THE TASK >> Copy every entry exactly as it reads and exclude whatever pictures appear.

RECORDS PROVIDED >>
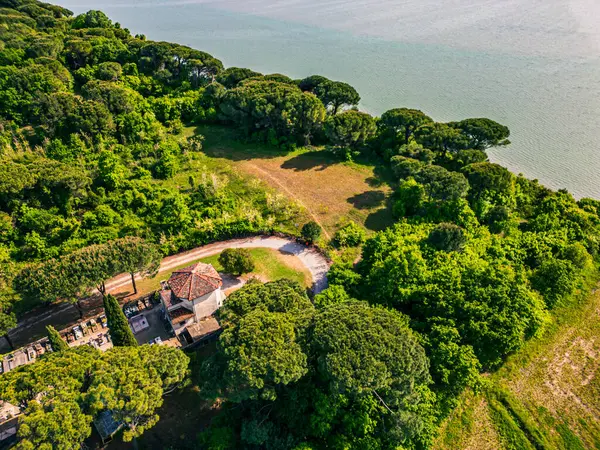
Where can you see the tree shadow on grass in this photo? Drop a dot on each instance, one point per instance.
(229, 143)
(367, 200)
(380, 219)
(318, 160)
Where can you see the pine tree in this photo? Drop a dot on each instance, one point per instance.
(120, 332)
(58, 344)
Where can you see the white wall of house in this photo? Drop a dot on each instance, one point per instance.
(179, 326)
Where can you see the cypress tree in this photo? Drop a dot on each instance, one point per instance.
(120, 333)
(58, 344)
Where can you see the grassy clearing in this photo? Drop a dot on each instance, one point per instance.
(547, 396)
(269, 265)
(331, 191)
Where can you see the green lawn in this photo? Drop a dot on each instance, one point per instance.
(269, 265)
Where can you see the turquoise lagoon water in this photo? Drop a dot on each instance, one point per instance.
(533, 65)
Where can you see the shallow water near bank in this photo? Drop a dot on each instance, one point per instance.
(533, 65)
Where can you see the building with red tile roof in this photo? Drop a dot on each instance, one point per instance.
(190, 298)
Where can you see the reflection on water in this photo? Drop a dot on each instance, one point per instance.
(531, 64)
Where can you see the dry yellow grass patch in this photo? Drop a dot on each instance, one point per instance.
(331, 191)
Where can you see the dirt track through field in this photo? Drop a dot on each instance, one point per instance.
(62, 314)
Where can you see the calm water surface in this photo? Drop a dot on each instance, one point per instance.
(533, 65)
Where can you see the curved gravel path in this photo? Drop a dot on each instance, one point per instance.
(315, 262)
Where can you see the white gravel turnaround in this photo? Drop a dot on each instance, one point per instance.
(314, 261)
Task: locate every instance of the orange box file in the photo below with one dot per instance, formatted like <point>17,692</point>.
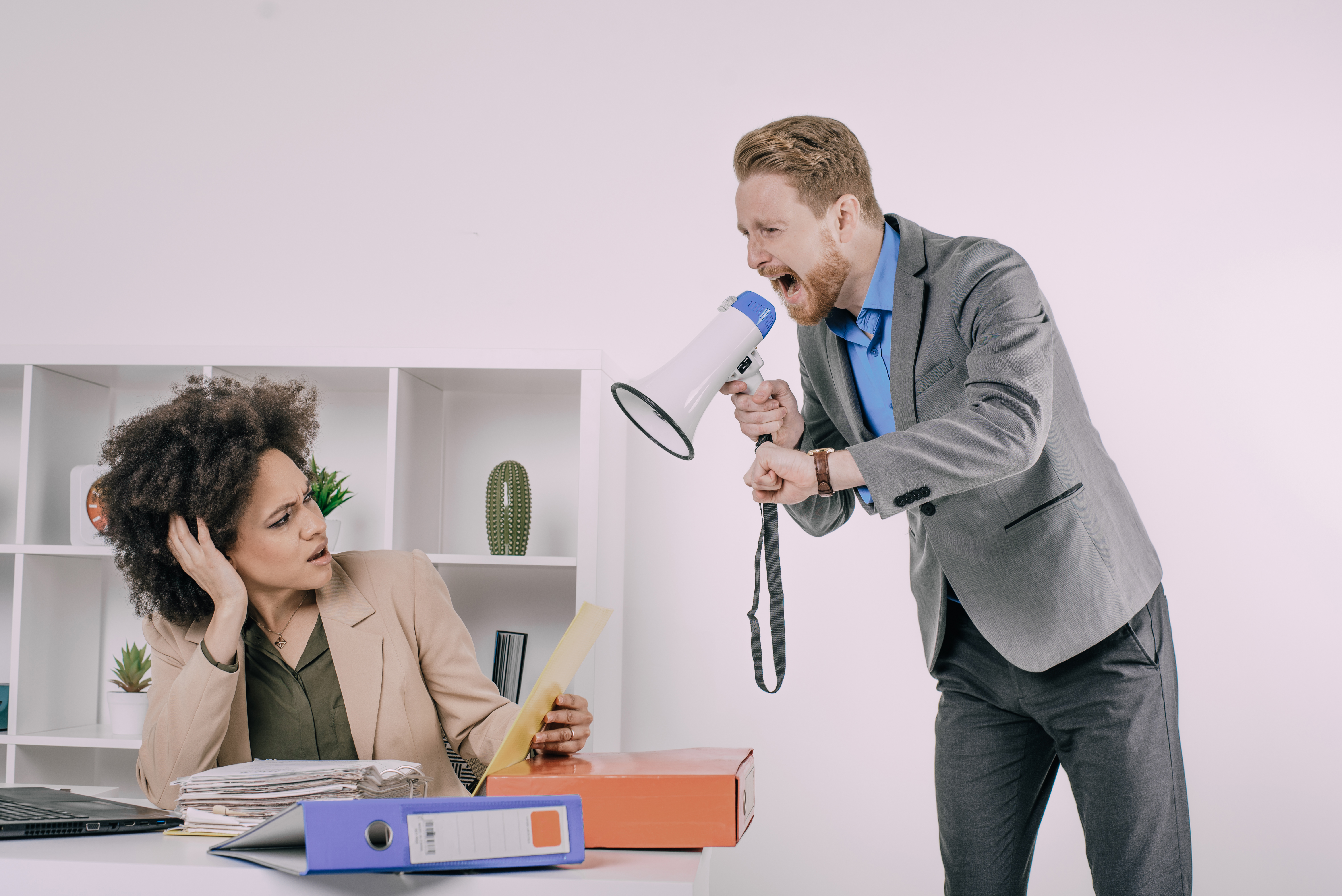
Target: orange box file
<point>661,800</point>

EXERCISE ANSWER >>
Where can you see the tree shadow on grass in this photo? Drop a dot on each instance, one point per instance.
(229, 143)
(367, 200)
(380, 219)
(318, 160)
Where can you see the pine tree in this photo? Drop a dot on each instance, one point per instance.
(120, 332)
(58, 344)
Where can you see the white wall of house in this photo? Drop a dot on each instance, one point per instance.
(179, 326)
Where can you see the cypress tree in this photo? Drop a dot on each instance, one point per instance.
(120, 333)
(58, 344)
Where can you see the grassy clearing in this photo? Drop a dot on each instance, one point per instance.
(547, 396)
(269, 265)
(331, 191)
Where can you see the green lawn in this photo? Drop a dot on each instance, one point per instance.
(269, 265)
Where can you see the turquoise lagoon water in this photo? Drop a dot on each instance, one point per instance.
(533, 65)
Where can you see the shallow water near bank in this photo? Drop a dot on each instance, one point per instance.
(533, 65)
Where can you see the building with red tile roof in this photo? Drop a dot on each instance, one point per instance.
(190, 298)
Where can you see the reflection on water in this photo? Drop a dot on each instance, one point per instance.
(531, 64)
Where can you see the dry yellow grass patch in this photo? Drop a dot on each instance, one point per instance.
(331, 191)
Where can you see the dirt track through field in this photo? Drop a dot on each instance, one point per instance.
(62, 314)
Where can you see the calm water surface in this photo? Drop a dot on each instance, one point per instance.
(533, 65)
Where can you see the curved gravel path in this photo? Drop a dot on each instance, one point per instance.
(315, 262)
Where can you see the white gravel turnaround in this photo? Drop a dot on each instance, one point per instance.
(314, 261)
Task: locate every instance of the orange box file in the photo below with one dot per instance, formatted like <point>17,692</point>.
Target: orange box file
<point>661,800</point>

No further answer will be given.